=== Directive ===
Quote the review of Help, Help, the Globolinks! below, starting at "Gian Carlo Menotti" and ending at "and production team.".

It is difficult to imagine a finer production than this one. Every singer fully inhabits his or her role, and sings wonderfully. Arlene Saunders and Edith Mathis are brilliant as the music teacher and the 14-year-old student, and Dr. Stone’s creator does the best he can with his unsympathetic part. The Globolinks are colorful and weird video creations, not too scary for the little ones, but effective aliens. Every aspect of the television production is well thought out and well photographed. There is no attempt to re-create the feeling of a staged performance—this is really an operatic film. The monaural broadcast sound is well balanced, and the English titles are excellent. Matthias Kuntzsch conducts with flair and energy, balances are fine, and the orchestra plays very well. © 2007 Fanfare Read complete review

Arlo McKinnon
Opera News, July 2007

Gian Carlo Menotti wrote Help, Help, the Globolinks! as an opera for children and all who are young at heart. This release presents a film version in German, made immediately following the opera’s 1968 premiere in Hamburg, featuring the original cast and production team.

While Help, Help, the Globolinks! is not among Menotti’s most inspired efforts, it is genuinely tuneful and entertaining. Set in contemporary times, the scenario posits an invasion of our planet by extraterrestrials called Globolinks. These creatures transform all humans with whom they have physical contact into new Globolinks. The only effective defense against them is music, which drives the aliens away and, as demonstrated with a tuba, can even destroy them.

The film nicely captures the energy and enthusiasm of the cast, all of them well-suited to their roles. The young Edith Mathis makes the most of her brief appearances as Emily, an adolescent violinist sent into the wilderness to seek help for her stranded, instrument-deprived classmates. The real show-stealer is Arlene Saunders, as Madame Euterpova, an eccentric, domineering music teacher who leads the counterattack. Hers is a great comic performance, never overstated yet always bordering on the madcap. She is deftly supported by the ensemble cast, particularly by Raymond Wolansky’s Dr. Stone, the school headmaster who is her unwitting (and unwilling) fiancé.

For this listener, the delight of the film lies in the work of production collaborators Alwin Nikolais, Nikolas Schöffer and Eckhard Maronn. The contributions of these three artists are very much of their time and in fact make Menotti’s music seem outdated. Schöffer’s Mondrianesque sculptures are covered with reflecting plates, upon which colored light is projected. These rotating towers create a modernistic almost psychedelic effect and clearly were watershed pieces for his celebrated later works. Maronn’s extraterrestrial music, billed as electronic effects, is a fine example of the electronic music techniques of the 1960s. Predominated as it is by tape manipulations and analog synthesizer effects, this music brings back fond memories of the period. And Nikolais’s tube-like costumes for the male Globolinks prove both versatile and a lot of fun to watch.

The opera has clear (though possibly unintended) overtones of the Cold War political climate. There are very obvious plot parallels to such films as Invasion of the Body Snatchers, and the sight of uninformed children marching off to continue the struggle against alien invaders must have resonated with audiences on the 1960s, particularly in postwar Germany.

=== Source excerpt ===
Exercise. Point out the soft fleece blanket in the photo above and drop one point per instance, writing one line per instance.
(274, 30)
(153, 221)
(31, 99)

=== Full solution ===
Gian Carlo Menotti wrote Help, Help, the Globolinks! as an opera for children and all who are young at heart. This release presents a film version in German, made immediately following the opera’s 1968 premiere in Hamburg, featuring the original cast and production team.